TASKS TO PERFORM:
1 > In the forum thread on herbs in soap, which petals are the only ones paillo reports have not turned brown or black?
2 > From the forum thread on herbs in soap, reproduce the passage that begins at the words "Some forum links" and stops after "(May 17, 2013)", swapping "links" for "threads".

TEXT PROVIDED:
▬▬▬▬▬▬
# herbs in soap



## Deana73 (May 15, 2013)

I plan to add in herbs in my soap. which are best or do able?                                    Moved from CP


----------



## Relle (May 15, 2013)

Some forum links for you - http://www.soapmakingforum.com/f11/herbs-soap-1237/
http://www.soapmakingforum.com/f11/need-help-herbs-soap-17588/
http://www.soapmakingforum.com/f11/fresh-herbs-33979/
http://www.soapmakingforum.com/f11/uses-these-herbs-soap-making-24581/
http://www.soapmakingforum.com/f11/adding-herbs-soap-28455/


----------



## Deana73 (May 17, 2013)

I tried lemon grass, it turn black and made my green colour turned brown


----------



## paillo (May 18, 2013)

Everything but calendula petals has turned brown or black for me. Recently tried blue malva flowers in M&P hoping they would hold their color. Went brown within two days. Growing borage, when I have flowers I plan to try those - they hold their color in ice cubes, gorgeous in a punchbowl or in a glass.
▬▬▬▬▬▬
ENTRIES SHOWN:
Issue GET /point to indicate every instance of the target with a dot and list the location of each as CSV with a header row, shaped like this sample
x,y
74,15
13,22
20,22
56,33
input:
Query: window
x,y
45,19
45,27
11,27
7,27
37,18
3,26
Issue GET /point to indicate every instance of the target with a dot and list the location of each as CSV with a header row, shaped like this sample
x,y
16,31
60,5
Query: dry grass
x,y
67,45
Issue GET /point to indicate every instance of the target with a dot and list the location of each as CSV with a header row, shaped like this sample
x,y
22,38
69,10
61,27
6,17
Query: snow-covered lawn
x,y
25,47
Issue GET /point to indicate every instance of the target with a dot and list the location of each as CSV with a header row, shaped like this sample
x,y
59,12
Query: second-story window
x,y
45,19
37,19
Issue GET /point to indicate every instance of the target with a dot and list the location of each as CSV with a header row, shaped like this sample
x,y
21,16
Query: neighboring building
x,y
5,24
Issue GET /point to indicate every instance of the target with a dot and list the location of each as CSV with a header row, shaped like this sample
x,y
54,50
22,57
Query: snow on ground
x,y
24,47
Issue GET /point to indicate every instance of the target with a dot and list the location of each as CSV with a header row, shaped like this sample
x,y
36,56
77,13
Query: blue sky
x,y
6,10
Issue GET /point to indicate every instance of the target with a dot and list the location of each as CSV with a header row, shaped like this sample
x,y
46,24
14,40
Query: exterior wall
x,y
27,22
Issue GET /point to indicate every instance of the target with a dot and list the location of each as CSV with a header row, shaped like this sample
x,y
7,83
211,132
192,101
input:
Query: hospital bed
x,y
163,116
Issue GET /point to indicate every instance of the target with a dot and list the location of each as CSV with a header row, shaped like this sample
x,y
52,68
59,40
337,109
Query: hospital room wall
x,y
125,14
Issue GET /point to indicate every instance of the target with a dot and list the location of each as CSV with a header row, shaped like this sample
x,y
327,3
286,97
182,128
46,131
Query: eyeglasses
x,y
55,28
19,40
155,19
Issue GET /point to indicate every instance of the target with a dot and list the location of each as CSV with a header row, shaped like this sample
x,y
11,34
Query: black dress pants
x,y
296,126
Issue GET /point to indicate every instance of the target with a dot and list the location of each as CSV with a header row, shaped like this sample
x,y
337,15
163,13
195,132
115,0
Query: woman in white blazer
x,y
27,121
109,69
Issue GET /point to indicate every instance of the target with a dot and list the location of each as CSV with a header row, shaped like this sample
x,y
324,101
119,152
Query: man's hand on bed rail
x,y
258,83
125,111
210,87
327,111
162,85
▬▬▬▬▬▬
THE SOLUTIONS:
1 > Calendula petals.

2 >
Some forum threads for you - http://www.soapmakingforum.com/f11/herbs-soap-1237/
http://www.soapmakingforum.com/f11/need-help-herbs-soap-17588/
http://www.soapmakingforum.com/f11/fresh-herbs-33979/
http://www.soapmakingforum.com/f11/uses-these-herbs-soap-making-24581/
http://www.soapmakingforum.com/f11/adding-herbs-soap-28455/


----------



## Deana73 (May 17, 2013)